For each statement below, say yes or no depending on whether it agrees with the text about Elise Paschen, and quote the words from the text that decide it: (a) Paschen earned her D.Phil. at Harvard. (b) Infidelities won the Nicholas Roerich Poetry Prize. (c) The Nightlife sells in tradepaper for $20.00.
# TEXT SECTION start
Elise Paschen

Elise Paschen is the author of The Nightlife, Bestiary, Infidelities (winner of the Nicholas Roerich Poetry Prize), and Houses: Coasts. As an undergraduate at Harvard, she received the Garrison Medal for poetry. She holds M.Phil. and D.Phil. degrees from Oxford University. Her poems have been published in The New Yorker and Poetry, among other magazines, and in numerous anthologies. She is the editor of The New York Times best-selling anthology, Poetry Speaks to Children, and co-editor of Poetry Speaks and Poetry in Motion, among other anthologies. She is a member of the Osage Nation. Former Executive Director of the Poetry Society of America, she is a co-founder of Poetry in Motion, a nationwide program which places poetry posters in subway cars and buses. Paschen teaches in the MFA Writing Program at the School of the Art Institute and lives in Chicago with her husband and their two children.


All Books

Infidelities

Elise Paschen

Publication Date: April 19, 2022

$20.00 Tradepaper

ISBN: 9781586543570

Description:

“Somewhere in the family romance lies, each of us suspects, the secret or mystery of erotic power, the source of sexual energy to which, with slight but significant variations, we again and again return. Within the givens of familial, racial, gender, and class history lie the materials out of which we must make ourselves. Elise Paschen’s Infidelities explores these themes in powerful, striking ways. Paschen is as haunted as everyone else; out of this she has made a haunting book.” —Frank Bidart

Genre/Imprint: Poetry, Story Line Press

The Nightlife

Elise Paschen

Publication Date: May 11, 2017

$16.95 Tradepaper

ISBN: 978-1-69709-27-8

Description:

In The Nightlife, Elise Paschen explores the nocturnal world and what happens in that interval between “dorveille” and daybreak. She reveals, through dream lyrics and fractured narratives, the inevitability of unrecognized desire and the drama between the life lived and the life imagined.

In Elise Paschen’s prize-winning poetry collection, Infidelities, Richard Wilbur wrote that the poems “. . . draw upon a dream life which can deeply tincture the waking world.” In her third poetry book, The Nightlife, Paschen once again taps into dream states, creating a narrative which balances between the lived and the imagined life. Probing the tension between “The Elevated” and the “Falls,” she explores troubled love and relationships, the danger of accident and emotional volatility. At the heart of the book is a dream triptych which retells the same encounter from different perspectives, the drama between the narrative described and the sexual tension created there.
# TEXT SECTION end
# DATASET EXCERPTS start
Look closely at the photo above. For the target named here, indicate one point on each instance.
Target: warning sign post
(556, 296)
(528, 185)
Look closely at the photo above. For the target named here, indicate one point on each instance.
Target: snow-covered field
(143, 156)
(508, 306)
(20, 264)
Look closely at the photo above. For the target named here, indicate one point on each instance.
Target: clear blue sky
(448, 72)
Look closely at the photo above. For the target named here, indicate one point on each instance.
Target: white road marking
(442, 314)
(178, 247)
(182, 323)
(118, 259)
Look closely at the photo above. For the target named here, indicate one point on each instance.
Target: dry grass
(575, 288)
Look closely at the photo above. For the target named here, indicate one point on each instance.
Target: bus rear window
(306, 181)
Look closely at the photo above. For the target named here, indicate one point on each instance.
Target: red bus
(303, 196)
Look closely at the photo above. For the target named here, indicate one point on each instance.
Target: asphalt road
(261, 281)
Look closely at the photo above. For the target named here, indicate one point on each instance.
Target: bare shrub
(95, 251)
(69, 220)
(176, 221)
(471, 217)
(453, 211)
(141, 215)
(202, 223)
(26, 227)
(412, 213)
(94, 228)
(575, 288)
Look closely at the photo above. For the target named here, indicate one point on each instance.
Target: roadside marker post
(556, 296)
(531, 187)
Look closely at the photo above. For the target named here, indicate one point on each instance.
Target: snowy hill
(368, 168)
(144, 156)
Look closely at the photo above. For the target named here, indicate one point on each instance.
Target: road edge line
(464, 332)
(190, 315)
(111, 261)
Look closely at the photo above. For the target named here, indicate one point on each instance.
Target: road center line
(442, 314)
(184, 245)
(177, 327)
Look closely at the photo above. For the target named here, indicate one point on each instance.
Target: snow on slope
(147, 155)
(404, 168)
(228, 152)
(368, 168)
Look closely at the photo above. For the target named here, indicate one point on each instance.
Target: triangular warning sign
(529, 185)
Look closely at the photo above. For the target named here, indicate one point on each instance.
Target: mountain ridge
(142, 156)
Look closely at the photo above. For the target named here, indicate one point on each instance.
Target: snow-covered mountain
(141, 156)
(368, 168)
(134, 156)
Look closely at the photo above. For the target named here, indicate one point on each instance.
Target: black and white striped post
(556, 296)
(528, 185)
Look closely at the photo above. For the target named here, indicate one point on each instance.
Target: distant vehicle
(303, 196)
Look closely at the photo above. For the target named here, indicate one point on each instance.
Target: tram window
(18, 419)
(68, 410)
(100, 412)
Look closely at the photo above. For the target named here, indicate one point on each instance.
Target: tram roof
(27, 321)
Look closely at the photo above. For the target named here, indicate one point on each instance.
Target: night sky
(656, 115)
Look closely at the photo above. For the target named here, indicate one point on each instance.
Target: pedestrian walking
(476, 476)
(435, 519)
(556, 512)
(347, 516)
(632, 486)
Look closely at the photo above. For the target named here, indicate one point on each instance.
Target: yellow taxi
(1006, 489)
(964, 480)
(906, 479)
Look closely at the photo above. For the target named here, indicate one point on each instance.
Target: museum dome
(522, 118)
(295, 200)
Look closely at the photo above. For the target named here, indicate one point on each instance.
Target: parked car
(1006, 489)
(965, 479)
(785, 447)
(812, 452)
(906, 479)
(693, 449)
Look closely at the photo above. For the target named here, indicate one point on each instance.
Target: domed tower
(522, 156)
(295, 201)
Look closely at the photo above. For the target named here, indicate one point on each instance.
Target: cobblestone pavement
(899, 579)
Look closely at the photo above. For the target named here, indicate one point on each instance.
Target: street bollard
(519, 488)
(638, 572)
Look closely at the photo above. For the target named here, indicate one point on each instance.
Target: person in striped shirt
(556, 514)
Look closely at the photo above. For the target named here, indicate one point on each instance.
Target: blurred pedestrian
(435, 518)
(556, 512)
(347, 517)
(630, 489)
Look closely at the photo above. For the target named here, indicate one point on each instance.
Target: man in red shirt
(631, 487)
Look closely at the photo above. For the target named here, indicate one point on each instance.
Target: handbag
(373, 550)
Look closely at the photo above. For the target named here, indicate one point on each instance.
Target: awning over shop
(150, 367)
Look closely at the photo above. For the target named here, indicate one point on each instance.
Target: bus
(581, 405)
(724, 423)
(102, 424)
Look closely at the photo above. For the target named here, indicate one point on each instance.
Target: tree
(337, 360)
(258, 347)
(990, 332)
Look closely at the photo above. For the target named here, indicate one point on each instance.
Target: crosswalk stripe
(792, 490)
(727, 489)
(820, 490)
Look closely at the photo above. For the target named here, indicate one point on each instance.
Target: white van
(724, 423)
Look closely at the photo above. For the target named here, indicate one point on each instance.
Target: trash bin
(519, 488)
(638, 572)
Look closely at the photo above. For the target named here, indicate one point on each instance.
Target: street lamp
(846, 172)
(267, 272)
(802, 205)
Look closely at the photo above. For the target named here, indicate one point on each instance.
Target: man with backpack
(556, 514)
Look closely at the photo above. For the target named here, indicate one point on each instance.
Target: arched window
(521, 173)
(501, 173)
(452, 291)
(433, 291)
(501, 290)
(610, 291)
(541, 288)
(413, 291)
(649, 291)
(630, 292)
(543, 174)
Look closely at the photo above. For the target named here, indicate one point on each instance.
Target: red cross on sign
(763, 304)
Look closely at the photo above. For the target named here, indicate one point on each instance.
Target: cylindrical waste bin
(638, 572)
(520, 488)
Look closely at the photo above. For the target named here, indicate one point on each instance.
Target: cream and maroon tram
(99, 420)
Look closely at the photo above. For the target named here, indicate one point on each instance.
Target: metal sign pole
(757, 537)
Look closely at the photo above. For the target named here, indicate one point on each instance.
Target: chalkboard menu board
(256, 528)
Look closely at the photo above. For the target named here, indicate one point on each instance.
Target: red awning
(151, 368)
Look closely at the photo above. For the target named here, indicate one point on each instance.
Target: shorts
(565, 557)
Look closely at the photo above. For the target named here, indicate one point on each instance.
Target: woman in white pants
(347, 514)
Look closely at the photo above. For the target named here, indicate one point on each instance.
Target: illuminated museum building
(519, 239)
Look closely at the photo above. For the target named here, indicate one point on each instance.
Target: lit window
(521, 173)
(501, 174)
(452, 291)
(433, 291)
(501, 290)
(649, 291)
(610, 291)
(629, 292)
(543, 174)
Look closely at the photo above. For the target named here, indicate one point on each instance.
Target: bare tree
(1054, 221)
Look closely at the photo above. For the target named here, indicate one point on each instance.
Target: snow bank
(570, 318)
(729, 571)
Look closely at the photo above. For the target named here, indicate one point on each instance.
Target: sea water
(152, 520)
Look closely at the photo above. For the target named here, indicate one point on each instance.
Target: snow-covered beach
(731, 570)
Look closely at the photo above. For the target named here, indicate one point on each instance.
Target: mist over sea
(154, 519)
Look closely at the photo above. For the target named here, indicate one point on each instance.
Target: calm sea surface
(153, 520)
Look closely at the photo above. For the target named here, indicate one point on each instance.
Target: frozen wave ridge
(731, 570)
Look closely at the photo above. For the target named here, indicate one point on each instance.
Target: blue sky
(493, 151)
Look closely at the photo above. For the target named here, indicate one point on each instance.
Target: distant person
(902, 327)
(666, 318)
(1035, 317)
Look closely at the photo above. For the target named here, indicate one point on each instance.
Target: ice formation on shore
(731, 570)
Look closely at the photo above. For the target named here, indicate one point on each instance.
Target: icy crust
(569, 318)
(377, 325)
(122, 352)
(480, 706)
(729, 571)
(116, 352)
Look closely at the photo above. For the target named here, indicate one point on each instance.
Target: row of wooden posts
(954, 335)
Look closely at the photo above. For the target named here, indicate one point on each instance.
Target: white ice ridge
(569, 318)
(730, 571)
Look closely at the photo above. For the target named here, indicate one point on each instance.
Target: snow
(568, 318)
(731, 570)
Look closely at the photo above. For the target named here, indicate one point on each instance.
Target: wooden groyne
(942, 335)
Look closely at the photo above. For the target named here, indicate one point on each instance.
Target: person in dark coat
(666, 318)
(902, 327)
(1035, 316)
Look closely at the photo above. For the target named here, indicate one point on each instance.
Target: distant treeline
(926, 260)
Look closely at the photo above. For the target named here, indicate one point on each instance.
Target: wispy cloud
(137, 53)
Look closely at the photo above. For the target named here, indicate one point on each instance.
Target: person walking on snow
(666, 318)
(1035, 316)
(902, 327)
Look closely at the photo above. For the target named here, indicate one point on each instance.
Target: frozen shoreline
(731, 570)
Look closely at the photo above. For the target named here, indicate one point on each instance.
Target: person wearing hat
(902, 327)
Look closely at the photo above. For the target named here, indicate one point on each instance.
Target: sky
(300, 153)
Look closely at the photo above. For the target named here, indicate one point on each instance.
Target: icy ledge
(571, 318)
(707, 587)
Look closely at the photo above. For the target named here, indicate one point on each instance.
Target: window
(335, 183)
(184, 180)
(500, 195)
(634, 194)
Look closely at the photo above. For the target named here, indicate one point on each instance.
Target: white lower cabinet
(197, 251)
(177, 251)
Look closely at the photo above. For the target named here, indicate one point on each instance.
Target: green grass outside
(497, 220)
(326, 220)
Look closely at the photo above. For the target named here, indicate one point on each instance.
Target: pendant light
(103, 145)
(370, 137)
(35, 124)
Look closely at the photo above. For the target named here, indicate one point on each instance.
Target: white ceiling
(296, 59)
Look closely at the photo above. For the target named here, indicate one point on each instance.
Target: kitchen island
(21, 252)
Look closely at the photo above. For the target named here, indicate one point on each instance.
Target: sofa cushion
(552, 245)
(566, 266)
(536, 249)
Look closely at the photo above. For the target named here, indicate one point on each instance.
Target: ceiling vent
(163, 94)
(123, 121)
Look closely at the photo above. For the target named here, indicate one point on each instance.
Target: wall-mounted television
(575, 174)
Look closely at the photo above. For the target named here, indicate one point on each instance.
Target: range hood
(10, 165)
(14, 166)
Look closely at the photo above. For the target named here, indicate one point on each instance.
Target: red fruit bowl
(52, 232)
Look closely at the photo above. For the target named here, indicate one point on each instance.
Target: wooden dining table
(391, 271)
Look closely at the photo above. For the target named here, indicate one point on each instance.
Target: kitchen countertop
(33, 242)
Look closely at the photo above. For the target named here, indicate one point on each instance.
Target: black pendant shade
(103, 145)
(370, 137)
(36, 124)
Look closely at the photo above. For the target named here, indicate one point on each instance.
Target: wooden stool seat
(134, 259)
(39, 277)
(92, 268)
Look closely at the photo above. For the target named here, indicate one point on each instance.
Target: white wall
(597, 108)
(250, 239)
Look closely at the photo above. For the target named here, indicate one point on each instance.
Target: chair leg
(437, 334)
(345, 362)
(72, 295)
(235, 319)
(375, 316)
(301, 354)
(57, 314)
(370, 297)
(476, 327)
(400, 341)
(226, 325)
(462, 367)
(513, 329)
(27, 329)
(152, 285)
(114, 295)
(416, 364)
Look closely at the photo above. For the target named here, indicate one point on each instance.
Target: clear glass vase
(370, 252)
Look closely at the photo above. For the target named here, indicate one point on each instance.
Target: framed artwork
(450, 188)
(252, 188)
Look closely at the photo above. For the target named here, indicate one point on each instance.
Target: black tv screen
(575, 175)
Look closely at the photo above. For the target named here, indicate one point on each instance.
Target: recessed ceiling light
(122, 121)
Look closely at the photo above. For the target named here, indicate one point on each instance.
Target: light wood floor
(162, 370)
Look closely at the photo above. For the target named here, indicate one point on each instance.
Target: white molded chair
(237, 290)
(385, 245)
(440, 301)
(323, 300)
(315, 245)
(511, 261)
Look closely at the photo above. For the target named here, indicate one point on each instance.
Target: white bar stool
# DATASET EXCERPTS end
▶ _REPLY_
(a) No: "She holds M.Phil. and D.Phil. degrees from Oxford University."
(b) Yes: "Infidelities (winner of the Nicholas Roerich Poetry Prize)"
(c) No: "$16.95 Tradepaper"